Hmmm, random, random...

1) I went to the Shirin Neshat exhibit at Tulane recently and had to leave partway through the viewing of one of the showings. The gallery is showing four films of hers based on this book. I found myself getting sick to my stomach trying to watch a short film of hers called Zarin, about a prostitute who suddenly discovers that she is in a world where the men have no faces. The woman in the film was painfully skinny, on the edge of skeletal, and something about that made me sad, angry, and upset. She was wasting away from the harshness of her world, and it just really got to me.

2) My kid is getting into board games, and it's a kick for me. In fact, I need to get back to a game of Battleship in progress...

He seems to really enjoy chess lately as well, though I can't play that worth a damn. He works on it on the computer, with Dan advising him on which moves are better than others. I think the little guy just likes to take the pieces when he can, and the winning is secondary...at least, right now, it is...

3) I've started worrying about how much Hebrew my son will actually be learning as a secular Jew. He asked me the other day what a bar mitzvah was, which is a step in the right direction, and he loves the songs and prayers he's learning at religious school - but, when I see how little the kids in the grade level ahead of him know of the language, it worries me. The kids don't even know how to spell "shalom" in Hebrew. Which leads to...

→ **WRITTEN EXERCISE 1**: Return the passage of the blog post starting at "He seems to" and ending at "Which leads to...", word for word.

→ **RECORD EXCERPTS**:
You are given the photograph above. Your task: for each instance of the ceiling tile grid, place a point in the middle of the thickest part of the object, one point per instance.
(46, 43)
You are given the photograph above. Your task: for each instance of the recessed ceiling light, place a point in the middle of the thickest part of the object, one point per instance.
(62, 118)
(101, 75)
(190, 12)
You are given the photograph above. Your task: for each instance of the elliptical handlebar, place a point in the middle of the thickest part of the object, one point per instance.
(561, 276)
...
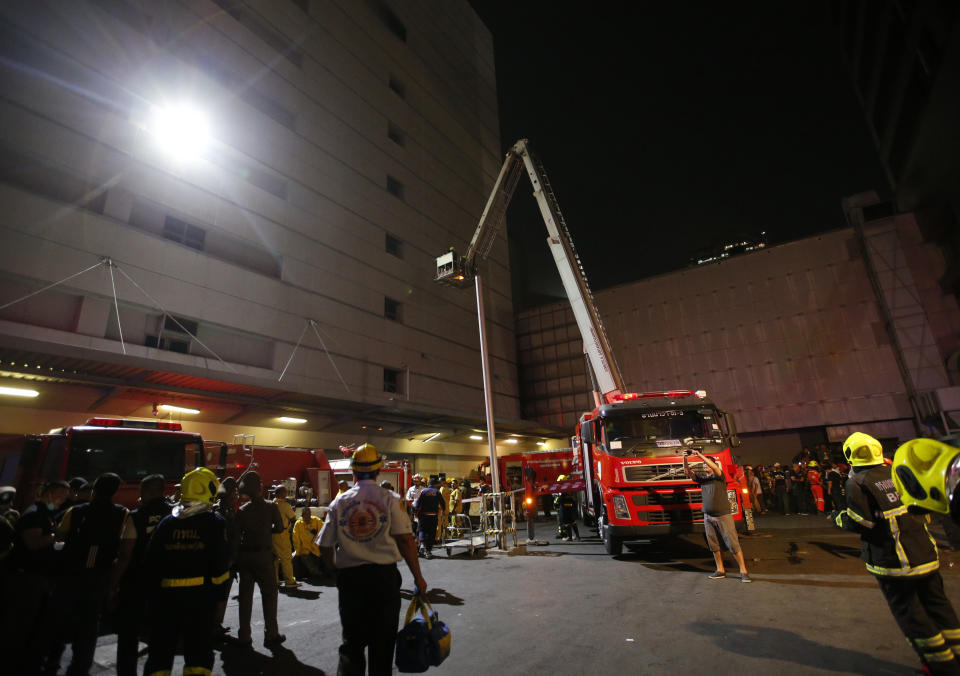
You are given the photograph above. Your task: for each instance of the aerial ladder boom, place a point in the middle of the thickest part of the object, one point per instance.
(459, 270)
...
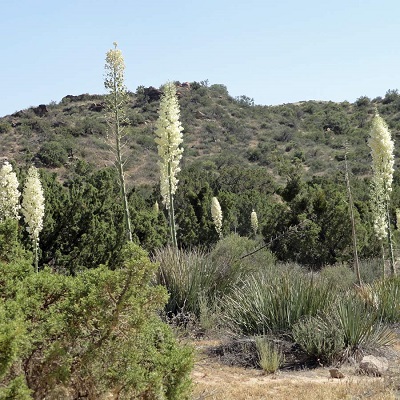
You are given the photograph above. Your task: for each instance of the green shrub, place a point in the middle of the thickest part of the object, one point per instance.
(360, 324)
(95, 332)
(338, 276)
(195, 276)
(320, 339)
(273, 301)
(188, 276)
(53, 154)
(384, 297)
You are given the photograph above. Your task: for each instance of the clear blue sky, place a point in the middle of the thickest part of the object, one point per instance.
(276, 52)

→ **WRITTEN EXERCISE 2**: Report each line of the entries that includes the string "above", matching case exactly.

→ **WRITTEN SOLUTION 1**:
He seems to really enjoy chess lately as well, though I can't play that worth a damn. He works on it on the computer, with Dan advising him on which moves are better than others. I think the little guy just likes to take the pieces when he can, and the winning is secondary...at least, right now, it is...

3) I've started worrying about how much Hebrew my son will actually be learning as a secular Jew. He asked me the other day what a bar mitzvah was, which is a step in the right direction, and he loves the songs and prayers he's learning at religious school - but, when I see how little the kids in the grade level ahead of him know of the language, it worries me. The kids don't even know how to spell "shalom" in Hebrew. Which leads to...

→ **WRITTEN SOLUTION 2**:
You are given the photograph above. Your task: for each instance of the ceiling tile grid, place a point in the middle of the thickest part of the object, one point per instance.
You are given the photograph above. Your task: for each instance of the recessed ceiling light, place a point in the middle of the thickest part of the object, one point per instance.
You are given the photograph above. Your task: for each instance of the elliptical handlebar, place a point in the middle of the thickest part of the object, one point per instance.
You are given the photograph above. Your task: for each instance of the aerial ladder boom, place a point in the middle of the thickest part of the object, one point per instance.
You are given the photograph above. Your task: for each instance of the green shrub, place a point in the middle of the thickest part of the object, one point per instance.
You are given the photograph above. Your task: for each instance of the clear blue sky, place a point in the middle of the thickest part of the object, one point per instance.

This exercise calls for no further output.